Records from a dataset
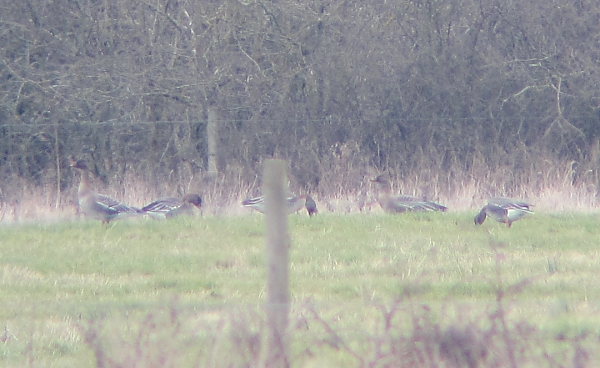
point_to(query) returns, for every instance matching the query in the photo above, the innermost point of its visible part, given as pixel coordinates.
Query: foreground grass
(189, 292)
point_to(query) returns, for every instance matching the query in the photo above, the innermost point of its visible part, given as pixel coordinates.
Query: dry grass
(551, 186)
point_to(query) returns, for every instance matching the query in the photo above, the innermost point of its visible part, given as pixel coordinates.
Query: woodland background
(454, 98)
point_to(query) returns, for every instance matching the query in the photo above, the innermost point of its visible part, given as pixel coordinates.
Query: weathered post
(278, 243)
(212, 137)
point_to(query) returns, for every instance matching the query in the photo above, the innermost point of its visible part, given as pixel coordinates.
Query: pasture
(414, 290)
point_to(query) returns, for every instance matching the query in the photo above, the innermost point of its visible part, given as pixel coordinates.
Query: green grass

Exercise prompt:
Edit the lines above by replacing "innermost point" with "central point" wherever it occurs, keeping everything else unchanged, and omit the pictures from your answer.

Complete answer:
point_to(query) returns, for every instance matching the query in the photo above, the central point of its visible part, given as pixel coordinates.
Query: foreground grass
(189, 292)
point_to(query) returns, for every instance matching the query in the photo above, the central point of its visible part, given as pixel coordinates.
Query: dry grass
(551, 186)
point_to(query) returns, for every instance matching the query in the photo above, the central point of its visible part, given as pixel coordinates.
Query: woodland background
(454, 98)
point_to(query) returns, for every instance matching the query in the photo above, the central point of its visible part, given as pixel coordinates.
Query: weathered post
(278, 243)
(212, 137)
point_to(query) returns, for every instance matching the query in the photo above, the central point of its visible part, given as pixel coordinates.
Query: pasture
(414, 290)
point_to(query) returns, for every instance matching the query in the photo above, the central point of its visible part, given as pixel coordinates.
Query: green grass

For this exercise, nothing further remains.